TEXT:

------------------------

Barplot distributions of genetic differentiation among groups of A. gambiae at immune genes. Genetic differentiation was estimated using Weir and Cockerham’s unbiased estimator of F_ST between groups of A. gambiae at each gene separately. Loci are arranged according to their genomic coordinates with the 2La inversion presented in the inverted arrangement. The vertical bar colors specify genomic region according to the legend. The schematic indicates the physical distribution of the genes on 2L, with C and T representing the centromere and telomere, respectively. The PRI region and 2La are also indicated on the chromosome schematic. Asterisks indicate F_ST values significantly greater than zero as determined by permutation tests (see Methods). Both the M and S molecular forms were compared to GOUNDRY separately and exhibited qualitatively similar levels and patterns of differentiation, so only the S-form comparison is presented here.

------------------------

ENTRIES PROVIDED:
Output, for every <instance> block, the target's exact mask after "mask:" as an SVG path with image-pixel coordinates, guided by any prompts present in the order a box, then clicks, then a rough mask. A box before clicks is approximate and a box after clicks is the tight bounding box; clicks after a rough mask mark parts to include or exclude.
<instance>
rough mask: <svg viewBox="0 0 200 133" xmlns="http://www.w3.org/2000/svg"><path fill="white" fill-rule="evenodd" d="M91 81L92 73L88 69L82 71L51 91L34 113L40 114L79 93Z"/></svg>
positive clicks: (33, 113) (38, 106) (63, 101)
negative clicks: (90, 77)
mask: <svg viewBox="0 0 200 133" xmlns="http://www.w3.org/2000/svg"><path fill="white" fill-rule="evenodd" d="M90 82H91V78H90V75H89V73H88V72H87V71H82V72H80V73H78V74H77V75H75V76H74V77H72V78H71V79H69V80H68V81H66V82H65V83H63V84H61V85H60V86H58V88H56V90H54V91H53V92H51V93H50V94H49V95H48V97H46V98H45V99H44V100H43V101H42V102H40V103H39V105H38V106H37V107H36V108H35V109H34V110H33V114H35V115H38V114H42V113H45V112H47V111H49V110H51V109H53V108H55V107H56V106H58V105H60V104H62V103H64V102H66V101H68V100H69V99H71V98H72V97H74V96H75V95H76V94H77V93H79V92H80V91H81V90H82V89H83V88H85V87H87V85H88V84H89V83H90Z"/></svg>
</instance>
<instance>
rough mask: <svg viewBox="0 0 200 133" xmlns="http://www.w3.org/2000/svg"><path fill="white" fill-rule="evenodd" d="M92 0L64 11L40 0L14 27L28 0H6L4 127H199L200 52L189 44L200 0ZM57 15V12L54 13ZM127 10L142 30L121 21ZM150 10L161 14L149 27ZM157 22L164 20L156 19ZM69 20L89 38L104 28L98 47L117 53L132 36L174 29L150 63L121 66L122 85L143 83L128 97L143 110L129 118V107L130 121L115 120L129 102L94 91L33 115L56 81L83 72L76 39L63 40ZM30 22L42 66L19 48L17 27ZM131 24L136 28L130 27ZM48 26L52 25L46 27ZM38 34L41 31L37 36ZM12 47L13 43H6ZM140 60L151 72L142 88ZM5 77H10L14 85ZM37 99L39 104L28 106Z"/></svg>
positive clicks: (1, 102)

------------------------

REQUIRED WORK:
(1) In the caption on genetic differentiation, what do C and T stand for on the chromosome schematic?
(2) Say whether each statement agrees with the caption on genetic differentiation, answering yes or no and quoting the deciding words: (a) F_ST was estimated with Weir and Cockerham's unbiased estimator. (b) Comparisons of both the M and S molecular forms with GOUNDRY are presented. (c) Asterisks mark F_ST values significantly greater than zero.
(3) Summarize the caption on genetic differentiation in two sentences.

RESPONSES FOR EACH TASK:
(1) C stands for the centromere and T for the telomere.

(2)
(a) Yes: "Genetic differentiation was estimated using Weir and Cockerham’s unbiased estimator of F_ST between groups of A. gambiae at each gene separately."
(b) No: "so only the S-form comparison is presented here."
(c) Yes: "Asterisks indicate F_ST values significantly greater than zero as determined by permutation tests (see Methods)."

(3) The barplots show genetic differentiation among groups of A. gambiae at immune genes, estimated gene by gene with Weir and Cockerham’s unbiased estimator of F_ST, with loci arranged by genomic coordinates and asterisks marking values significantly greater than zero. The M and S molecular forms were each compared to GOUNDRY and showed qualitatively similar differentiation, so only the S-form comparison is presented.